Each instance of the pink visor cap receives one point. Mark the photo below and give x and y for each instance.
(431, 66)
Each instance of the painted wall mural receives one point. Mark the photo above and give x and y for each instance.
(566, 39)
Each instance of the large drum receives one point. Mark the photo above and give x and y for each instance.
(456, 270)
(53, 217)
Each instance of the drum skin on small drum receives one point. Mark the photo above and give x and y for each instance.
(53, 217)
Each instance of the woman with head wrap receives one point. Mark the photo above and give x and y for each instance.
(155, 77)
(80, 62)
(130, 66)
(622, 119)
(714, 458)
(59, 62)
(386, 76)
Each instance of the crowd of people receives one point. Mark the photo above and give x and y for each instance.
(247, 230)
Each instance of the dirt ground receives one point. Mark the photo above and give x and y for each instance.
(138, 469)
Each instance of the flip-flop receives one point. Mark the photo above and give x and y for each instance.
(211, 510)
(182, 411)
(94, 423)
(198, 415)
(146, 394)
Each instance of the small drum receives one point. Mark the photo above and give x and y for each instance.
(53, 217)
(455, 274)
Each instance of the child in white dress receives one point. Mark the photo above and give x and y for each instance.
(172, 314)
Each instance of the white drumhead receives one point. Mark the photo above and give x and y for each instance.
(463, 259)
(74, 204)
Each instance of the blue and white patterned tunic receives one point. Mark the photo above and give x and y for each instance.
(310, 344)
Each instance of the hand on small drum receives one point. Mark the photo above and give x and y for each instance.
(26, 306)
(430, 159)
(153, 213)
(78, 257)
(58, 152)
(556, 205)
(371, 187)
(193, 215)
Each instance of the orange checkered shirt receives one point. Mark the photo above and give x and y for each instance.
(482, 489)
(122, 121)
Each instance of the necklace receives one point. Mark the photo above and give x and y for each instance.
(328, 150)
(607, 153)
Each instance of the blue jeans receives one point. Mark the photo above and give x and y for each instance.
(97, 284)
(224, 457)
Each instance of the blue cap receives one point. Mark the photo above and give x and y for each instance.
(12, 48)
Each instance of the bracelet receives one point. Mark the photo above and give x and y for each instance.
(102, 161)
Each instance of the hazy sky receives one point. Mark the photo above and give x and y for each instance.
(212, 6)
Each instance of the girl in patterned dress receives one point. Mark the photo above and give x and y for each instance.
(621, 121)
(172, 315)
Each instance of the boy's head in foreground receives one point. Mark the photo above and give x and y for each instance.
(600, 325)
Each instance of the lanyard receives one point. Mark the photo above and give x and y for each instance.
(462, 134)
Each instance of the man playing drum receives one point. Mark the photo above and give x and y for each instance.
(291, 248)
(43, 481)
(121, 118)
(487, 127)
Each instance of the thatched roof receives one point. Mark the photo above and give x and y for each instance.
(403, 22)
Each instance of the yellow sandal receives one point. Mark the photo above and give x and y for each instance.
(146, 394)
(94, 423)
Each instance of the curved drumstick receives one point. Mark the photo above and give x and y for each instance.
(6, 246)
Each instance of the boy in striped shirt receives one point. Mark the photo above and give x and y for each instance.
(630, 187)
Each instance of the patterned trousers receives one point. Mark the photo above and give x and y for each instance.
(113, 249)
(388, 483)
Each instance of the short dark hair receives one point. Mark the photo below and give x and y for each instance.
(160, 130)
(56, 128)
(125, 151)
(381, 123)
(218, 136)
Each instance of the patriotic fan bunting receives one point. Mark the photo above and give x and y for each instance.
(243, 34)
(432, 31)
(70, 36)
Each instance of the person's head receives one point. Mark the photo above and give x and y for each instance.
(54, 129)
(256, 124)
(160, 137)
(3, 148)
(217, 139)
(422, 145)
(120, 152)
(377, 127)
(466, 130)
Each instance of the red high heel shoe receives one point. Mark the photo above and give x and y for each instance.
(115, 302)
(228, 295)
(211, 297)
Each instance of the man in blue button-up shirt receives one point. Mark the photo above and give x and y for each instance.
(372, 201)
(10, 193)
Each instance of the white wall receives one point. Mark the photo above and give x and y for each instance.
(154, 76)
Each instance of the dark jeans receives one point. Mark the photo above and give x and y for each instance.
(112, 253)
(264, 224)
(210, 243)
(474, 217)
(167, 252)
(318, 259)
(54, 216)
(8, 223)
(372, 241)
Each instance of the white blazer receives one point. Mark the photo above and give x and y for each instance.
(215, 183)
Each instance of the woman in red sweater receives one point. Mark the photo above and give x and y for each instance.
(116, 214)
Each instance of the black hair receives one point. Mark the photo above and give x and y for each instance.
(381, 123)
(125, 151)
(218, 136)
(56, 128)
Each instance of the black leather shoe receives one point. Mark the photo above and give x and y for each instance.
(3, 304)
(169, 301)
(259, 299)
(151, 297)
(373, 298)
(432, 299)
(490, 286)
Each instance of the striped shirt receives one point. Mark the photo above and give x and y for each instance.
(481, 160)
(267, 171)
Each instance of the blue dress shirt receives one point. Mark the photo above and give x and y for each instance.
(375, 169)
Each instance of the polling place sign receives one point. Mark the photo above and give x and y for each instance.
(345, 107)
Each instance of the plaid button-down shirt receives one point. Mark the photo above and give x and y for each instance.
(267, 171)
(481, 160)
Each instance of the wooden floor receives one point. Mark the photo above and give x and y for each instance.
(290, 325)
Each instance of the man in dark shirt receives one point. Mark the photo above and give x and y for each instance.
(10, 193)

┄┄┄┄┄┄

Recast every line of the material above as a Markdown table with two columns, Row and Text, numbering the lines in order and leaving out any blank ones.

◆ Task response:
| Row | Text |
|---|---|
| 1 | Each instance of the pink visor cap receives one point. Mark the photo below and give x and y for each instance. |
| 2 | (431, 66) |
| 3 | Each instance of the painted wall mural receives one point. Mark the photo above and give x and y for each instance. |
| 4 | (566, 39) |
| 5 | Each instance of the large drum receives one point. Mark the photo above and give x and y for each instance. |
| 6 | (456, 270) |
| 7 | (53, 217) |
| 8 | Each instance of the drum skin on small drum receives one point. Mark the photo above and give x and y for each instance. |
| 9 | (53, 217) |
| 10 | Each instance of the woman with head wrap receives one point. Mark the photo above and give x and y for each instance. |
| 11 | (155, 77) |
| 12 | (80, 62) |
| 13 | (130, 66) |
| 14 | (622, 119) |
| 15 | (714, 458) |
| 16 | (59, 62) |
| 17 | (386, 76) |
| 18 | Each instance of the crowd of people receives one point. Mark the photo above and give x and y for each instance. |
| 19 | (247, 230) |
| 20 | Each instance of the dirt ground receives one point. Mark the photo above and give x and y for each instance. |
| 21 | (138, 469) |
| 22 | Each instance of the flip-flop receives one point. Mark the photo above and give x and y for each instance. |
| 23 | (211, 510) |
| 24 | (182, 411) |
| 25 | (94, 423) |
| 26 | (198, 415) |
| 27 | (146, 394) |
| 28 | Each instance of the small drum receives one point. Mark the photo above and give x and y for each instance. |
| 29 | (53, 217) |
| 30 | (455, 274) |
| 31 | Each instance of the child in white dress receives one point. Mark the photo above and give x and y for each instance. |
| 32 | (172, 314) |
| 33 | Each instance of the white drumhead receives one point. Mark the photo above and give x and y for each instance. |
| 34 | (463, 259) |
| 35 | (74, 204) |
| 36 | Each instance of the blue and white patterned tunic receives one point. Mark the photo above and give x and y for each instance. |
| 37 | (310, 344) |
| 38 | Each instance of the hand on small drum receives one point. Mark the photo above and give x and y for each instance. |
| 39 | (26, 306) |
| 40 | (430, 159) |
| 41 | (153, 213) |
| 42 | (78, 257) |
| 43 | (58, 152) |
| 44 | (556, 205) |
| 45 | (371, 187) |
| 46 | (193, 215) |
| 47 | Each instance of the orange checkered shirt receives one point. Mark the photo above and give x and y for each instance. |
| 48 | (482, 489) |
| 49 | (122, 121) |
| 50 | Each instance of the necklace receives one point. Mark the photo above and give x and y for each instance. |
| 51 | (328, 150) |
| 52 | (607, 153) |
| 53 | Each instance of the blue jeans receives one point. Mark the photo above and give x and y for each instance. |
| 54 | (97, 284) |
| 55 | (224, 457) |
| 56 | Each instance of the blue cap receives one point. Mark the photo above and give x and y for each instance. |
| 57 | (12, 48) |
| 58 | Each instance of the bracelet receives one point. Mark the photo above and give x and y for each instance. |
| 59 | (102, 161) |
| 60 | Each instance of the hazy sky receives one point. Mark the photo above and give x and y for each instance. |
| 61 | (212, 6) |
| 62 | Each instance of the girl in patterned dress receives one point. Mark the photo above and give x and y for each instance. |
| 63 | (621, 121) |
| 64 | (172, 315) |
| 65 | Each instance of the boy's head in foreground receives one point. Mark the photo above and give x and y for each instance. |
| 66 | (600, 325) |
| 67 | Each instance of the lanyard receives one point. Mark the photo above and give x and y for each instance. |
| 68 | (462, 134) |
| 69 | Each instance of the man playing drum receives one point. Mark the photo above and give x and y for each instance. |
| 70 | (291, 248) |
| 71 | (43, 481) |
| 72 | (121, 118) |
| 73 | (487, 127) |
| 74 | Each instance of the thatched roof receives one point. Mark the photo above and give x and y for each instance. |
| 75 | (403, 22) |
| 76 | Each instance of the yellow sandal receives one point. Mark the photo above and give x and y for each instance. |
| 77 | (146, 394) |
| 78 | (94, 423) |
| 79 | Each instance of the curved drumstick receives one point. Mark the photo above and give x and y for each instance. |
| 80 | (6, 246) |
| 81 | Each instance of the boy in striped shirt receives one point. Mark the photo above and give x and y for each instance. |
| 82 | (630, 187) |
| 83 | Each instance of the patterned trousers receives one point. Mark the photo above and give x and y for each instance. |
| 84 | (113, 249) |
| 85 | (388, 483) |
| 86 | Each instance of the short dark hair receives one point. Mark the photo below and give x and y for each instance. |
| 87 | (160, 130) |
| 88 | (56, 128) |
| 89 | (125, 151) |
| 90 | (381, 123) |
| 91 | (218, 136) |
| 92 | Each instance of the patriotic fan bunting receives one point. Mark the photo above and give x and y for each instance. |
| 93 | (243, 34) |
| 94 | (432, 31) |
| 95 | (70, 36) |
| 96 | Each instance of the person's head receives one point. Mark the photo above and give x and y for each instance. |
| 97 | (54, 129) |
| 98 | (256, 124) |
| 99 | (160, 137) |
| 100 | (3, 148) |
| 101 | (217, 139) |
| 102 | (422, 145) |
| 103 | (120, 152) |
| 104 | (377, 127) |
| 105 | (466, 130) |
| 106 | Each instance of the red high heel shoe receives one point. Mark the photo above and give x and y for each instance. |
| 107 | (115, 302) |
| 108 | (228, 295) |
| 109 | (211, 297) |
| 110 | Each instance of the man in blue button-up shirt receives one point. Mark the photo above and give x and y for each instance. |
| 111 | (372, 201) |
| 112 | (10, 193) |
| 113 | Each instance of the white wall receives one point. Mark the photo above and give x and y for each instance. |
| 114 | (154, 76) |
| 115 | Each instance of the dark jeans receives one point. Mark the photo above and give x and y for each instance. |
| 116 | (112, 253) |
| 117 | (264, 224) |
| 118 | (210, 243) |
| 119 | (474, 217) |
| 120 | (167, 252) |
| 121 | (318, 259) |
| 122 | (54, 216) |
| 123 | (8, 223) |
| 124 | (372, 241) |
| 125 | Each instance of the white blazer receives one point. Mark the photo above and give x and y for each instance. |
| 126 | (215, 183) |
| 127 | Each instance of the woman in red sweater receives one point. Mark the photo above and give x and y for each instance. |
| 128 | (116, 214) |
| 129 | Each instance of the black hair receives one point. Mark the photo above and give x and y for each instance. |
| 130 | (381, 123) |
| 131 | (125, 151) |
| 132 | (218, 136) |
| 133 | (56, 128) |
| 134 | Each instance of the black leather shoe receives one point. Mark the photo above and give x and y for each instance. |
| 135 | (3, 304) |
| 136 | (169, 301) |
| 137 | (259, 299) |
| 138 | (151, 297) |
| 139 | (373, 298) |
| 140 | (432, 299) |
| 141 | (490, 286) |
| 142 | Each instance of the striped shirt receives one point. Mark the photo above and give x and y for each instance. |
| 143 | (481, 160) |
| 144 | (267, 171) |
| 145 | Each instance of the blue dress shirt receives one point. Mark the photo above and give x and y for each instance. |
| 146 | (375, 169) |
| 147 | Each instance of the polling place sign receives one point. Mark the photo above and give x and y for each instance. |
| 148 | (345, 107) |
| 149 | Each instance of the plaid button-down shirt receives one point. Mark the photo above and give x and y for each instance. |
| 150 | (267, 171) |
| 151 | (481, 160) |
| 152 | Each instance of the wooden floor receives one point. Mark the photo above and give x and y for each instance. |
| 153 | (290, 325) |
| 154 | Each instance of the man in dark shirt receives one point. Mark the photo above and give x and y for each instance. |
| 155 | (10, 193) |